MATERIALS PROVIDED section start
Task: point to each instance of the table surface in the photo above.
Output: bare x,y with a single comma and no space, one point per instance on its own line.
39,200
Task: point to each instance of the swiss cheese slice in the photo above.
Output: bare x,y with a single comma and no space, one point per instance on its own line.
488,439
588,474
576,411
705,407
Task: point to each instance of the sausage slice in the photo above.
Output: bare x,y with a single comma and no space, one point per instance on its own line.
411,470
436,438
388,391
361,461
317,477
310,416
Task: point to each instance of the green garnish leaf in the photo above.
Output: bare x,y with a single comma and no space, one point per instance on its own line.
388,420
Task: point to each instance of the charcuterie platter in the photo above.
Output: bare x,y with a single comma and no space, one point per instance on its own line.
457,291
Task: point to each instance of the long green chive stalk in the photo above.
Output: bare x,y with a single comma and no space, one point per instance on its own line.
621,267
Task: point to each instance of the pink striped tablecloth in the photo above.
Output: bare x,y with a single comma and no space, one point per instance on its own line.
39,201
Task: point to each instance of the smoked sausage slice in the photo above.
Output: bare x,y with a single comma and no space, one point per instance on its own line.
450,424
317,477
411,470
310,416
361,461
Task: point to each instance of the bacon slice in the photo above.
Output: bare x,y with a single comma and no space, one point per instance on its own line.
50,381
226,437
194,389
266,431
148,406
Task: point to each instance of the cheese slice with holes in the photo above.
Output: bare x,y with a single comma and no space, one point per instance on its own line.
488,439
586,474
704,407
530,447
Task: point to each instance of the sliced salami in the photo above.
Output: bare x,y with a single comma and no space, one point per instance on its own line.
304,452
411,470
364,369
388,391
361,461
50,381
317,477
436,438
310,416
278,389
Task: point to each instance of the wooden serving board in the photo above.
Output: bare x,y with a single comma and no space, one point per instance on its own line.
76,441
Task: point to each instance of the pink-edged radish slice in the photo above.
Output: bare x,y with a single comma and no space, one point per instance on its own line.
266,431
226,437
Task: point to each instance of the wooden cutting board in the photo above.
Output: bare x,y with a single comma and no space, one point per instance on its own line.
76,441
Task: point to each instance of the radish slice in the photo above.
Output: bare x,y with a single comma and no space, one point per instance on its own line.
MATERIALS PROVIDED section end
TASK DETAILS: Whenever the string "green" shows up on a line of the listing, copy that line.

ANSWER BOX:
Task: point to each instance of the green garnish leaf in the photo above.
Task: point to each instance of the long green chive stalk in the photo above.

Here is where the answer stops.